BRANO DA LEGGERE:
● ● ● ● ●
In Italia, anche se non sfioriamo le movimentazioni di capitali degli USA, La differenza sostanziale è che, nel nostro Paese, il miele è legato alla piccola produzione e non a colossi industriali. Non abbiamo Cheerios, che ha introiti più che sufficienti per autosostenersi nei momenti di crisi ma 45.000 apicoltori artigianali che, caratterizzati da piccoli capitali divisi tra autoconsumo e commercializzazione, necessitano di aiuti esterni.

Il modello americano, interessato ma comunque vincente, quindi, non può essere replicato (eccezion fatta per il comparto di sensibilizzazione-educazione, che comunque non guasta mai rafforzare) e se i cambiamenti climatici sono sicuramente un aspetto negativo che grava su entrambi i Paesi, la siccità di questa estate ha danneggiato maggiormente le colture e la produzione nostrane.

Le fioriture ed il loro nettare sono seccati quasi ovunque sul territorio nazionale e le api hanno finito col morire di sete o avvelenate, costrette a bere l’acqua clorata delle piscine. Il fuoco degli incendi, poi, ha fatto il resto.

Al momento possiamo solo fare la conta dei danni e constatare il diffondersi del miele straniero sulle nostre tavole mentre per il mercato mellifero italiano si profila uno dei risultati peggiori degli ultimi 35 anni.
● ● ● ● ●
VOCI FORNITE:
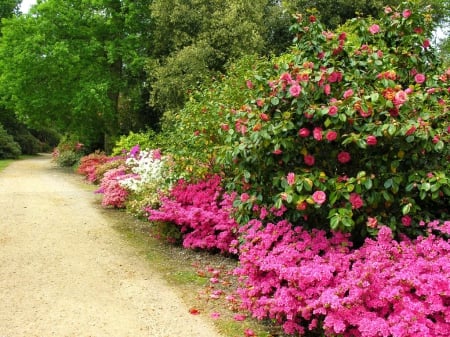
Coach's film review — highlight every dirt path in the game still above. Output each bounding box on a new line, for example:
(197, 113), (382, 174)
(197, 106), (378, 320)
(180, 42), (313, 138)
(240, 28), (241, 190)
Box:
(0, 156), (224, 337)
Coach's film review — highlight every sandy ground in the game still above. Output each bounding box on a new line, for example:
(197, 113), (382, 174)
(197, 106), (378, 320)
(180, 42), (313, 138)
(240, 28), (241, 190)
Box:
(0, 155), (224, 337)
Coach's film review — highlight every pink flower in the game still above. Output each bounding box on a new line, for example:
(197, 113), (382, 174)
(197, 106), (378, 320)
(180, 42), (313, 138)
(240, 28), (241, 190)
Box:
(394, 90), (408, 106)
(298, 128), (311, 138)
(303, 154), (316, 166)
(234, 314), (247, 321)
(414, 74), (426, 84)
(369, 25), (380, 34)
(328, 105), (338, 116)
(286, 172), (295, 186)
(244, 329), (256, 337)
(367, 216), (378, 228)
(326, 130), (337, 142)
(241, 193), (250, 202)
(344, 89), (353, 99)
(402, 215), (412, 227)
(313, 127), (323, 141)
(312, 191), (327, 205)
(289, 82), (302, 97)
(366, 136), (377, 146)
(402, 9), (411, 19)
(348, 193), (364, 209)
(211, 312), (220, 319)
(338, 151), (351, 164)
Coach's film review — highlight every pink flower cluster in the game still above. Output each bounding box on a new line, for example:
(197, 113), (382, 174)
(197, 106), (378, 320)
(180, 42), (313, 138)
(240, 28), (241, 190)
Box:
(147, 175), (238, 253)
(235, 220), (450, 337)
(77, 152), (110, 183)
(96, 166), (134, 208)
● ● ● ● ●
COMPITI DA SVOLGERE:
• a. Riporta parola per parola il tratto del brano sul miele che va da "In Italia, anche" fino a "di aiuti esterni.".
• b. Nel brano sul miele, che cosa ha portato le api a morire avvelenate? Rispondi in una o due frasi.
Le voci qui non hanno alcun ruolo.

RISPOSTE:
• a.
In Italia, anche se non sfioriamo le movimentazioni di capitali degli USA, La differenza sostanziale è che, nel nostro Paese, il miele è legato alla piccola produzione e non a colossi industriali. Non abbiamo Cheerios, che ha introiti più che sufficienti per autosostenersi nei momenti di crisi ma 45.000 apicoltori artigianali che, caratterizzati da piccoli capitali divisi tra autoconsumo e commercializzazione, necessitano di aiuti esterni.

• b. Con la siccità le fioriture e il loro nettare si sono seccati quasi ovunque. Le api sono state così costrette a bere l'acqua clorata delle piscine e ne sono rimaste avvelenate.